# RECORDS FOR THIS TASK start
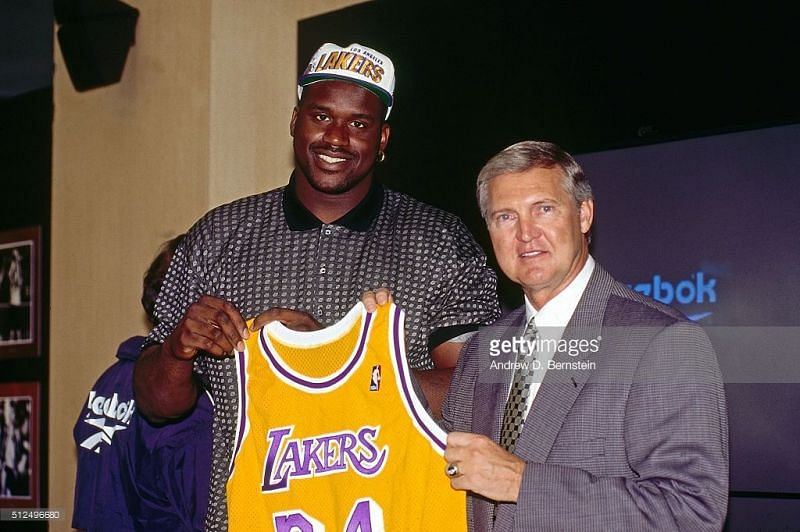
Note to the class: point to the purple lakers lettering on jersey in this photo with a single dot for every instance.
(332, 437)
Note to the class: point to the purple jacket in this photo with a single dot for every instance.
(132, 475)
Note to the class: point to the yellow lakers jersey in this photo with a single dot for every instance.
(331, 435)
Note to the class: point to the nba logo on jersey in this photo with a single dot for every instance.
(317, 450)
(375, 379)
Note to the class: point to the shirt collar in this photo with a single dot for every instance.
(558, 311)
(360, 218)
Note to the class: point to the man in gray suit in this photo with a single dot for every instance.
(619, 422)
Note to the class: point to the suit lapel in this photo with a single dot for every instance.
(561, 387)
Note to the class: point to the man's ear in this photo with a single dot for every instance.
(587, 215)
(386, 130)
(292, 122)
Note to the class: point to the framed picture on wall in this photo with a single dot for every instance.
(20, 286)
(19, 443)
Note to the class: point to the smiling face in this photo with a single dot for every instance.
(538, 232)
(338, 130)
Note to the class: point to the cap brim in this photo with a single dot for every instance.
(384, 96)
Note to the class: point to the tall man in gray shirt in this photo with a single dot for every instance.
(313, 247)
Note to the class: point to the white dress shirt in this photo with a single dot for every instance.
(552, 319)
# RECORDS FOR THIS TASK end
--- TASK STATEMENT ---
Rewrite the listing from the line holding "Note to the class: point to the man's" through the end, inclusive, putting "hat brim" in place of "cap brim" and leaving everything else unchanged.

--- THE ANSWER ---
Note to the class: point to the man's ear in this photo with a single dot for every instance.
(587, 215)
(386, 130)
(292, 122)
Note to the class: point to the framed picture on wall in this photo with a single dot for every instance.
(20, 286)
(19, 443)
Note to the class: point to the smiling face in this photo with a single dot for every instance.
(538, 232)
(338, 130)
Note to the class: point to the hat brim in this photo with a single dot for every instance.
(384, 96)
Note to the class: point to the tall man in gray shirt in this photo with a single dot for every instance.
(313, 247)
Note to the class: point to the white dress shirt in this photo with a single dot for every instance.
(552, 319)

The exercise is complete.